[Items listed in a dataset]

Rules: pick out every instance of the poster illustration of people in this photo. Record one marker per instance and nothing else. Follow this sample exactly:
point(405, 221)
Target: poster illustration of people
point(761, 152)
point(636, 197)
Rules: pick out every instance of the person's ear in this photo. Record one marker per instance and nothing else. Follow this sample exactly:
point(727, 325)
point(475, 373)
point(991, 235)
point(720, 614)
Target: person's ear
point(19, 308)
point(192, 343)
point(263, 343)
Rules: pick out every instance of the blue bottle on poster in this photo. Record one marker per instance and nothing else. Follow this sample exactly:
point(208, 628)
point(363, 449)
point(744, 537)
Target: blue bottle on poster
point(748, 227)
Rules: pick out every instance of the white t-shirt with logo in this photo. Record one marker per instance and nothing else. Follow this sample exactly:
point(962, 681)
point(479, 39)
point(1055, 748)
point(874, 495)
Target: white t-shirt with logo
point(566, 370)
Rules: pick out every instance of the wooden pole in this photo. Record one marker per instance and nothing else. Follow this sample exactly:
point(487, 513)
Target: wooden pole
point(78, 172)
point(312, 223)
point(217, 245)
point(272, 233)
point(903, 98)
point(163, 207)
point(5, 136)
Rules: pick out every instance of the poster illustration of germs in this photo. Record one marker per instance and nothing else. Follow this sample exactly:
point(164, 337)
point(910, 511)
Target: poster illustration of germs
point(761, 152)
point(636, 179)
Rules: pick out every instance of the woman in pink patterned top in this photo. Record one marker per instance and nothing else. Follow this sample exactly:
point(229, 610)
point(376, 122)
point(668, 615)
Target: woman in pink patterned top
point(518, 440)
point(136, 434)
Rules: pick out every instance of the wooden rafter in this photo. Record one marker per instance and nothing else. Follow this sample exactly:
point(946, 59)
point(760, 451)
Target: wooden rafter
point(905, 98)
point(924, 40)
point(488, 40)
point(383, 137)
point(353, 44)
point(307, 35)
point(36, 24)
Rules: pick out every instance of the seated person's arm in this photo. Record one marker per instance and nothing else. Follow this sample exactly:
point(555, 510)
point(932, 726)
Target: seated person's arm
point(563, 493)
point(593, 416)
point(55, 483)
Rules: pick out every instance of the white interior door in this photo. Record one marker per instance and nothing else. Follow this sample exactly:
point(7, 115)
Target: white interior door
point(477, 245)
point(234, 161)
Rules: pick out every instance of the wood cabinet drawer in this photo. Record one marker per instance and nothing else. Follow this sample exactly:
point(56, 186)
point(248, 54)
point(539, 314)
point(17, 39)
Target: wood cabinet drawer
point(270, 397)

Prompt:
Output all preceding records character for character.

Solution to this task:
Rules: pick out every instance of the poster illustration of people in this photo. Record one marker per instance and nothing else. Follow this sample exactly:
point(405, 221)
Target: poster illustration of people
point(761, 152)
point(636, 197)
Rules: pick out every instance of the person's ear in this photo. Record one marker per instance and nothing else. Follow this sample exactly:
point(727, 325)
point(475, 373)
point(991, 235)
point(720, 614)
Target: person's ear
point(19, 308)
point(192, 343)
point(263, 343)
Rules: pick out every instance of the blue bottle on poster in this photo. Record one marker per instance and nothing else. Follow this sample exactly:
point(208, 628)
point(363, 449)
point(744, 537)
Target: blue bottle on poster
point(748, 227)
Rules: pick out every instance of the white t-shirt with logo in this photo. Record one marker per instance and nothing else. Follow this sample exactly:
point(962, 681)
point(479, 39)
point(1055, 748)
point(874, 495)
Target: white t-shirt with logo
point(566, 370)
Rules: pick out every instance of the wooden pole in this photo. Record one marker per instance and nothing else. Follow this sample exactly:
point(487, 513)
Target: wooden pole
point(78, 172)
point(312, 223)
point(217, 245)
point(272, 233)
point(903, 98)
point(163, 207)
point(5, 136)
Rules: pick out every instance of the poster illustration of germs in this photo. Record one marker per instance and nothing else. Follow this sample exactly:
point(164, 337)
point(910, 511)
Target: poster illustration of germs
point(761, 152)
point(636, 179)
Rules: pick out every instance of the woman in pink patterned top in this photo. Record one marker per instance and nothing else. Follow this sample exactly:
point(229, 610)
point(376, 122)
point(668, 615)
Target: woman in pink patterned top
point(518, 440)
point(136, 434)
Rules: pick out every instance of the wooden rafter in this photo. Record one marker per instance and nothing else. Follow this sample exactly:
point(946, 59)
point(760, 451)
Target: wooden rafter
point(905, 98)
point(924, 40)
point(488, 40)
point(383, 137)
point(353, 44)
point(307, 35)
point(36, 24)
Rules: pick out every instance of the seated person's arm in this photo. Record one marker per instance and nothing else. Follow this sample exactly:
point(555, 510)
point(932, 726)
Target: seated person's arm
point(563, 493)
point(593, 416)
point(55, 483)
Rules: pick out every instance of the white interior door in this photo. Record one marker per instance and nothing else. Follow this sample exactly:
point(7, 115)
Target: white interior door
point(477, 245)
point(234, 161)
Rules: pick out every instance of the wood cabinet drawer in this photo. Record one marker per instance and nothing else. Follow this sample exactly:
point(56, 186)
point(248, 54)
point(539, 314)
point(17, 39)
Target: wood cabinet drawer
point(270, 397)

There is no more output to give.